All of the entries are to be restated word for word.
─── GIVEN INFORMATION ───
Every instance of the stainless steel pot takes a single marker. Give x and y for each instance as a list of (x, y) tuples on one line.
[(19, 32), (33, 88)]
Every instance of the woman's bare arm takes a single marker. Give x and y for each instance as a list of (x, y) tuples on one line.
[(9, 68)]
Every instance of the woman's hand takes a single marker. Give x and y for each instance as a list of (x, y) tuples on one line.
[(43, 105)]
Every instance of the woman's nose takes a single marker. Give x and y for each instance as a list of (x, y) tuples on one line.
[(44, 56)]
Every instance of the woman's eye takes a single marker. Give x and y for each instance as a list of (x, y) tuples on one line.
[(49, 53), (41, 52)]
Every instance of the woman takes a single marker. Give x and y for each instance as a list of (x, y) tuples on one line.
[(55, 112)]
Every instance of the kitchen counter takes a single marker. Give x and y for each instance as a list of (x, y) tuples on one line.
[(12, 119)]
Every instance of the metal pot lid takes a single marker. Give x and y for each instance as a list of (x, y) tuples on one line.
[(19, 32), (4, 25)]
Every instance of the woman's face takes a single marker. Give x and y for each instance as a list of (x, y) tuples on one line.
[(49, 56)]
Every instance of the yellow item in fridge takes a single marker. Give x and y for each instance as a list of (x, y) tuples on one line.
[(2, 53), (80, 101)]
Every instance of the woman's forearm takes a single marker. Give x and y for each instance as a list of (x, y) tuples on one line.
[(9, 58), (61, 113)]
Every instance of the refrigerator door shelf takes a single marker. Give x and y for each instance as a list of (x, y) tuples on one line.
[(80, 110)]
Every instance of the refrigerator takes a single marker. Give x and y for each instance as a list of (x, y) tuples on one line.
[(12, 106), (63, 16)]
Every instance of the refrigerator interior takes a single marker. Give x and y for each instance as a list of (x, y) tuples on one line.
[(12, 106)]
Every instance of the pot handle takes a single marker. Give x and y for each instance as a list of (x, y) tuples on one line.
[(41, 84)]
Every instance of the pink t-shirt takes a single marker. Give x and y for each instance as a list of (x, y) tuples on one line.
───
▸ **RESULT OF THE TASK**:
Every instance of the stainless steel pot takes a single marker. Give x and y for each instance as a list of (x, y) tuples on one line.
[(19, 32), (33, 88)]
Every instance of the woman's bare arm takes a single marker. Give x and y for each instance as a list of (x, y) tuples on one line.
[(9, 68)]
Every instance of the woman's hand takes a single marker. Give x and y for each instance as a list of (x, y) tuples on one line.
[(43, 105)]
Every instance of the woman's nose takes a single marker. Give x and y for each instance as a list of (x, y) tuples on one line.
[(44, 56)]
Every instance of the woman's eye takes a single marker. Give x and y for each instance as a list of (x, y) tuples on one line.
[(49, 53), (41, 52)]
Every instance of the woman takes a single marker. Give x and y for each instance as a list of (x, y) tuples on one line.
[(55, 112)]
Every instance of the kitchen counter takes a single marker. Give x and y for each instance as a list of (x, y) tuples on one line.
[(12, 119)]
Every instance of the metal pot lid takes a single marker. Give x and y for each instance as a list of (x, y) tuples on one line.
[(19, 32), (4, 25)]
Every instance of the woman's face takes a single marker. Give x and y for each instance as a list of (x, y) tuples on one line.
[(49, 56)]
Every instance of the yellow item in fridge takes a single marker. Give x and y for each instance as a list of (x, y) tuples on one line.
[(2, 53), (80, 101)]
Every instance of the woman's forearm takes a single marker. Give x and y for each instance as a list of (x, y) tuples on one line.
[(9, 58), (61, 113)]
Every instance of the refrigerator door shelf takes a single marker. Give x and y for each instance as a list of (x, y) tuples on one line.
[(80, 110)]
Every instance of the refrigerator takes a single marker. Give x and y for each instance as a list of (x, y) tuples on one line.
[(12, 106), (63, 16)]
Every instance of the refrigerator interior takes a single marker. Give x and y for each instance as a list of (x, y) tuples on one line.
[(12, 106)]
Every instance of the pot handle takes a single marker. Give x and y for each instance as a list of (x, y) tuples on one line.
[(41, 84)]
Every instance of the pink t-shirt takes a single marker. Give x and y for each instance as a list of (x, y) tuples on one line.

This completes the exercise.